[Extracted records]
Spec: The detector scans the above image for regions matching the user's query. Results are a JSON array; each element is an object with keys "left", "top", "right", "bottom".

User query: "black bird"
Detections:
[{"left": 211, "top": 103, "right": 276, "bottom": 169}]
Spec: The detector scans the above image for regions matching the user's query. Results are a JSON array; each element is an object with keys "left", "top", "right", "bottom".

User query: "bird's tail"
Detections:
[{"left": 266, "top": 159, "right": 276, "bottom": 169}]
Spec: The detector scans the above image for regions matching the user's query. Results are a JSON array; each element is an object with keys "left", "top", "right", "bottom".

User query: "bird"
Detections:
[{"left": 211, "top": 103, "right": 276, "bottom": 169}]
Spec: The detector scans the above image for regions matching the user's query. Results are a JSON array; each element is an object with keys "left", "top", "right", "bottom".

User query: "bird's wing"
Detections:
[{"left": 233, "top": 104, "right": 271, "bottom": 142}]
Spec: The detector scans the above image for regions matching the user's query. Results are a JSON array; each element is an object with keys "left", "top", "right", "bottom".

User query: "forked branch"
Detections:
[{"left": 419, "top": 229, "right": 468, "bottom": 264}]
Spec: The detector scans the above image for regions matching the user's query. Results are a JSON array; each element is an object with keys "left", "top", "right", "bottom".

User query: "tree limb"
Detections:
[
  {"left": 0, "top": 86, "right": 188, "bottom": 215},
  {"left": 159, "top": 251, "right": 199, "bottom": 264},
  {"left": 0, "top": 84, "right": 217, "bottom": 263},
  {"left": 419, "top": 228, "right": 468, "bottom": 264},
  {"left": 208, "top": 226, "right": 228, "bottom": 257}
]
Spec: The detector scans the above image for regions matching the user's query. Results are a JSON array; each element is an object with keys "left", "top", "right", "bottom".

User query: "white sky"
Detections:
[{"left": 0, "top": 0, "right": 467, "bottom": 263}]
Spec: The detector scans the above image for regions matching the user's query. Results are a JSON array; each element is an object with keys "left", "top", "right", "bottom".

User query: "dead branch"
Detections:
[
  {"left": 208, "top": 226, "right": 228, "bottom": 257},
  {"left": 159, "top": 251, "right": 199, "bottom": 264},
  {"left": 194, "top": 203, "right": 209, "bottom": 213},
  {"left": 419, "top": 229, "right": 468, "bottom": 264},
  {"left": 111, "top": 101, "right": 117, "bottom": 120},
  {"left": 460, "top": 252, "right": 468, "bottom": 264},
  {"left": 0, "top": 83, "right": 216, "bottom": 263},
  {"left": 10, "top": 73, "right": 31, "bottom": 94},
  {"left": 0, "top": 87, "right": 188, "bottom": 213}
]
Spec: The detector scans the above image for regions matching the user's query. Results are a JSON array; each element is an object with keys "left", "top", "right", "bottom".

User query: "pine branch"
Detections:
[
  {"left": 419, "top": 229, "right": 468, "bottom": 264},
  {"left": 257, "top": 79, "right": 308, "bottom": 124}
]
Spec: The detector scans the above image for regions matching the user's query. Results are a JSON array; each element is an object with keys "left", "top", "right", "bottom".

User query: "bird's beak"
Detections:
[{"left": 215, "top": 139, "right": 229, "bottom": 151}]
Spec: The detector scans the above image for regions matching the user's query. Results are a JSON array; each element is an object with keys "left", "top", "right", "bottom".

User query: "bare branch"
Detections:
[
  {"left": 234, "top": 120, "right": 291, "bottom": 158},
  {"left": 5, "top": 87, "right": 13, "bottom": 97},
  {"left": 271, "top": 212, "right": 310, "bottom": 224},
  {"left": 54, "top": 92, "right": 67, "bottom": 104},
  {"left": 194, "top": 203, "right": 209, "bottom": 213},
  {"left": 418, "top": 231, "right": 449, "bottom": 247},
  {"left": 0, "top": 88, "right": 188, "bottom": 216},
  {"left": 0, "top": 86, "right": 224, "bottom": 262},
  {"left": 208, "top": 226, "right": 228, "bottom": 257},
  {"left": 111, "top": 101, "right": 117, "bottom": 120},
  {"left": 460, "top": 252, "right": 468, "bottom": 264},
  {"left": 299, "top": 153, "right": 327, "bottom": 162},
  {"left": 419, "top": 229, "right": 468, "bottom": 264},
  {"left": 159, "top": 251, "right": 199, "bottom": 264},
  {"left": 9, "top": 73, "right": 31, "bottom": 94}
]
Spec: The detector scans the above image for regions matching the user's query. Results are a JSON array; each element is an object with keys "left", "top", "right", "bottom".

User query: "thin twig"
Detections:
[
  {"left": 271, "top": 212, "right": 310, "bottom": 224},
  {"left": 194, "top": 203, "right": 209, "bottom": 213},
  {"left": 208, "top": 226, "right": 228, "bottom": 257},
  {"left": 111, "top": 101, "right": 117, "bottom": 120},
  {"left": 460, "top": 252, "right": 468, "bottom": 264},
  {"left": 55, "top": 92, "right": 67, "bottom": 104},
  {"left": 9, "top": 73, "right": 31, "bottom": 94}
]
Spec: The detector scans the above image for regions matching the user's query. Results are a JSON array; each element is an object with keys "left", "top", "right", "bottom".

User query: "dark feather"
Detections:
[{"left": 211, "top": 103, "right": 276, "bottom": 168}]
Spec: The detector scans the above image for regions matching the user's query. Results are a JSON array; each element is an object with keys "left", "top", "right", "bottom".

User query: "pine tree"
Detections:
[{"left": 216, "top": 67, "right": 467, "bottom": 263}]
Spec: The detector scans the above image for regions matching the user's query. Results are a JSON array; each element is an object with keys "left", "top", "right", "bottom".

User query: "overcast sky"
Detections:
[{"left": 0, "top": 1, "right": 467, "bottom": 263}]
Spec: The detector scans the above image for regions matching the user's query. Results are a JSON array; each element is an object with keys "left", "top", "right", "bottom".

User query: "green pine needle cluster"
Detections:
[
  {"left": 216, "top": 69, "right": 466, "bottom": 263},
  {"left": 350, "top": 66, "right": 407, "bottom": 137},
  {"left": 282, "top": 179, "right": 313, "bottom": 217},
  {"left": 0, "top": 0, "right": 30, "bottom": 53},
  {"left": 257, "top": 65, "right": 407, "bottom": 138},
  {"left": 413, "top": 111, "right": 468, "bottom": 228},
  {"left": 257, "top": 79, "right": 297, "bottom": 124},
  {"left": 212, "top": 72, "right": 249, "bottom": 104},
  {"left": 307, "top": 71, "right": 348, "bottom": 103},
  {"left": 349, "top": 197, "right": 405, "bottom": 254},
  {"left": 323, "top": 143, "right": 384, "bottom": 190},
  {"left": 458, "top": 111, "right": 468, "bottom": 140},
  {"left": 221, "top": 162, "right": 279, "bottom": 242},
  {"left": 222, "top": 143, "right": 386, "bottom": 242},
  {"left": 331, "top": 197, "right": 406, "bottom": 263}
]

DIRECTIONS FOR THIS TASK:
Look through the entries above. Copy each line in which the string "branch" occurs.

WRITTEN SOLUTION:
User query: "forked branch"
User query: "dead branch"
User query: "pine branch"
User query: "bare branch"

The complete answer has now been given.